▶ _Data for this exercise_
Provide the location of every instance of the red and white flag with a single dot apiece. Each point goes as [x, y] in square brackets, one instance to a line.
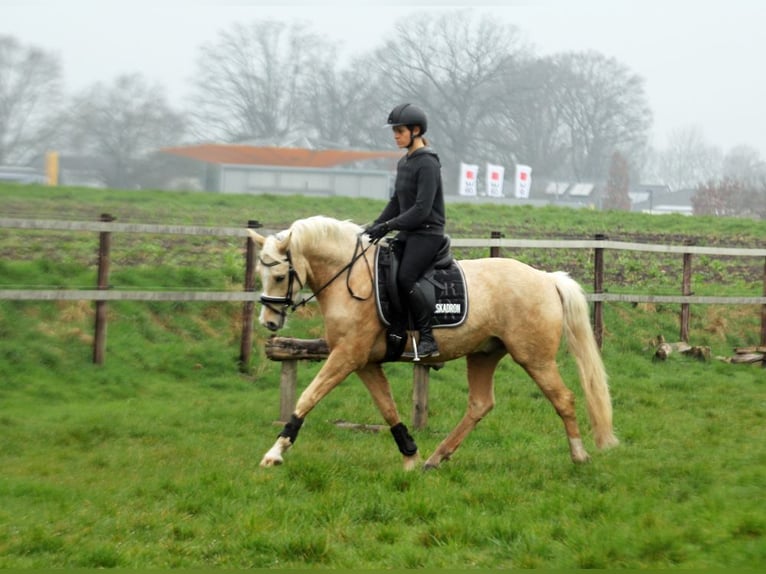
[468, 176]
[523, 181]
[495, 179]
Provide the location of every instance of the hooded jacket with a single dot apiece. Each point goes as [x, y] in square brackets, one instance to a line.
[417, 204]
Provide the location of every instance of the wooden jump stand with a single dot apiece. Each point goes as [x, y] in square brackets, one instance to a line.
[289, 351]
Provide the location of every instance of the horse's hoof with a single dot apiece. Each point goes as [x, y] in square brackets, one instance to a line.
[581, 459]
[410, 462]
[269, 461]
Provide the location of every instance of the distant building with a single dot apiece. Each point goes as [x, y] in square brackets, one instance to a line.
[658, 199]
[254, 169]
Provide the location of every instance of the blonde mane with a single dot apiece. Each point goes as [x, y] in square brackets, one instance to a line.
[320, 231]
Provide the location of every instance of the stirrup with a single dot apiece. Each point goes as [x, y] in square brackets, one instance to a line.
[429, 348]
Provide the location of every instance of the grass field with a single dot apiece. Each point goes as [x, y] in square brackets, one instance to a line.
[151, 461]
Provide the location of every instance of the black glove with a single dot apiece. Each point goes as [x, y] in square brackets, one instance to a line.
[377, 231]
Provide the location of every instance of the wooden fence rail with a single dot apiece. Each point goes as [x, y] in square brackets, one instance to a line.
[107, 226]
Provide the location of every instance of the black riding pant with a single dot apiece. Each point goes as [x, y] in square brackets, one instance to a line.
[419, 252]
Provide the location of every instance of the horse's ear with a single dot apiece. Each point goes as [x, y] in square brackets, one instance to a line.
[284, 242]
[257, 237]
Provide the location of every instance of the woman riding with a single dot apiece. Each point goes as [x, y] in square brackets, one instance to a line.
[416, 211]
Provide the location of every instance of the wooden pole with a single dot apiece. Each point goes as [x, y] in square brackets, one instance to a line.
[686, 289]
[420, 396]
[99, 340]
[763, 312]
[248, 308]
[598, 287]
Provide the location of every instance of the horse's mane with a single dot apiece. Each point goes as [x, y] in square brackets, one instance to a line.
[319, 230]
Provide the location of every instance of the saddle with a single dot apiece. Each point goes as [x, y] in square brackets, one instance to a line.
[449, 290]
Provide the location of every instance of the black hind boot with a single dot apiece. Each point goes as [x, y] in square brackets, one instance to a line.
[421, 301]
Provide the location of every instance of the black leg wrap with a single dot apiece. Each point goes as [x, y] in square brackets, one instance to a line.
[403, 440]
[291, 429]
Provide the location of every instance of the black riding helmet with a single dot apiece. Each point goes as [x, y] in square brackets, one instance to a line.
[408, 115]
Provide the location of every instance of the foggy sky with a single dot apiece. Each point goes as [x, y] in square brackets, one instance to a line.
[702, 60]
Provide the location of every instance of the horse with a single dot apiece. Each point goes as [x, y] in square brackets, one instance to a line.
[514, 309]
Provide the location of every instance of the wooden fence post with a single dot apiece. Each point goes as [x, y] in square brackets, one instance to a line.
[763, 312]
[686, 289]
[598, 287]
[99, 340]
[246, 343]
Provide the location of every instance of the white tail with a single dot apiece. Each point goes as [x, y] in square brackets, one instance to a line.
[581, 342]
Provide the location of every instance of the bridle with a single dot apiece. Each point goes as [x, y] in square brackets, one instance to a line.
[280, 305]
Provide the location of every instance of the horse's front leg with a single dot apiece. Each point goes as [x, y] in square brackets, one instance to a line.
[376, 382]
[336, 368]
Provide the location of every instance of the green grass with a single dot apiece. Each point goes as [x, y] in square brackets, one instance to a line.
[151, 461]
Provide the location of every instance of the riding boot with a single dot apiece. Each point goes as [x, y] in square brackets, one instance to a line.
[422, 309]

▶ _What you are asked to do_
The response should contain only a verbatim copy of the lines from the line with "Provide the location of every instance of the saddle" to the final line of the records.

▶ _Response_
Provide the location of every instance of the saddle with a single dot apiece. Each point goes as [x, y] in square brackets, one instance to a line.
[449, 290]
Provide the location of every instance of the black hind boot with a single dot apiece. Each point goes as [x, y] in square brackets, one instance to a line.
[421, 301]
Provide the location of every instance of the black leg wrap with a single dot apiece. Each point goes as [x, y] in square brackets, one instance to a line.
[403, 440]
[291, 429]
Provide the location of every instance of the black riding helmet with a single dot apiece. Each point goes as [x, y] in square brackets, one instance to a line.
[408, 115]
Provide the location of every instance of the foggy sky with a single dot apiece. Each point goes as [x, y] in square brackets, one instance to a line.
[702, 60]
Provide the location of every instance of the horse with a single dot apiece. Each point goes as [x, y] in square brackets, one instance to a line.
[514, 309]
Provide the location of every instance of the wooden fence post with a single dot apiece. Each point goes as [x, y] in square brackets, one instance to a line.
[763, 312]
[686, 289]
[598, 287]
[99, 340]
[246, 343]
Provide the location of every instance of the white tail with a single dot apiece. Each point goes as [x, y] in square brackets, one instance to a line.
[581, 342]
Provide the location of every instance of the bridle with a single dot apiece. Each point goes as [x, y] in square brackets, one instance to a line.
[280, 305]
Provide the location of every instance of the horse's front leg with a single dot apiece. Each point goes as [x, y] in square brackets, one instance to a line.
[376, 382]
[336, 368]
Provide the location of every instance of the green grass with a single dot apiece. Each point goes as [x, y] in square brackets, one instance to a line.
[151, 461]
Provide the location of every instance of the riding boot with a single dot apiece. Each point goes as [x, y] in square brackets, one instance to a line.
[422, 309]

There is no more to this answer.